--- begin QUOTED PASSAGE ---
Interferometry is an important investigative technique in the fields of astronomy, fiber
optics, engineering metrology, optical metrology, oceanography, seismology, spectroscopy (and
its applications to chemistry), quantum mechanics, nuclear and particle physics, plasma
physics, remote sensing, biomolecular interactions, surface profiling, microfluidics, mechanical
stress/strain measurement, velocimetry, and optometry.
Interferometers are widely used in science and industry for the measurement of small
displacements, refractive index changes and surface irregularities. In an interferometer, light
from a single source is split into two beams that travel different optical paths, then combined
again to produce interference. The resulting interference fringes give information about the
difference in optical path length. In analytical science, interferometers are used to measure
lengths and the shape of optical components with nanometer precision; they are the highest
precision length measuring instruments existing. In Fourier transform spectroscopy they are used
to analyze light containing features of absorption or emission associated with a substance or
mixture. An astronomical interferometer consists of two or more separate telescopes that
combine their signals, offering a resolution equivalent to that of a telescope of diameter equal to
the largest separation between its individual elements.
--- end QUOTED PASSAGE ---
▸ DIRECTIONS
Please state what an astronomical interferometer consists of, according to the passage on interferometry.
--- begin SUPPLIED DATA ---
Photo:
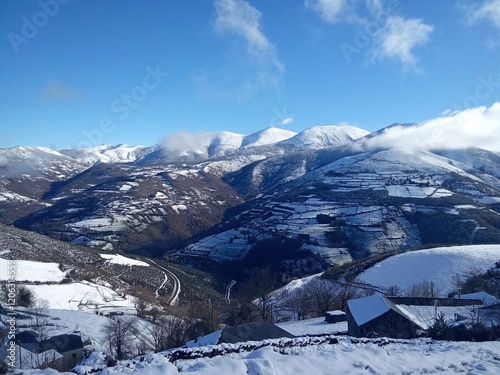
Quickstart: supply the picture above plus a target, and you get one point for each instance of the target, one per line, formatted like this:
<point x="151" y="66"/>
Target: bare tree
<point x="38" y="311"/>
<point x="425" y="289"/>
<point x="261" y="288"/>
<point x="140" y="306"/>
<point x="119" y="334"/>
<point x="298" y="303"/>
<point x="168" y="332"/>
<point x="323" y="295"/>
--- end SUPPLIED DATA ---
▸ EXERCISE ANSWER
Two or more separate telescopes that combine their signals.